Object outline annotations
------

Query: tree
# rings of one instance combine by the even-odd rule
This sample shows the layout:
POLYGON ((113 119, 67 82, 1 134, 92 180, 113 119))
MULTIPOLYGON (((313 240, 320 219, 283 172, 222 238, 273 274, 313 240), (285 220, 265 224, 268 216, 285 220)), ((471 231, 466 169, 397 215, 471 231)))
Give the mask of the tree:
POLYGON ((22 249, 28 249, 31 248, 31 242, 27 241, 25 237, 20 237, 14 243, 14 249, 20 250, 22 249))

------

Written request:
Format every line from the beginning of the records through the line containing "Give the mask", inclusive, as a JSON list of strings, one string per line, with blank lines omitted.

Task output:
[
  "Query: tree",
  "# rings of one instance combine by the even-odd rule",
  "This sample shows the layout:",
  "POLYGON ((113 119, 67 82, 1 134, 92 180, 113 119))",
  "MULTIPOLYGON (((313 240, 320 219, 283 172, 222 238, 273 274, 313 240), (285 220, 265 224, 268 216, 285 220)), ((471 231, 466 169, 397 215, 471 231)))",
  "Give the mask of the tree:"
]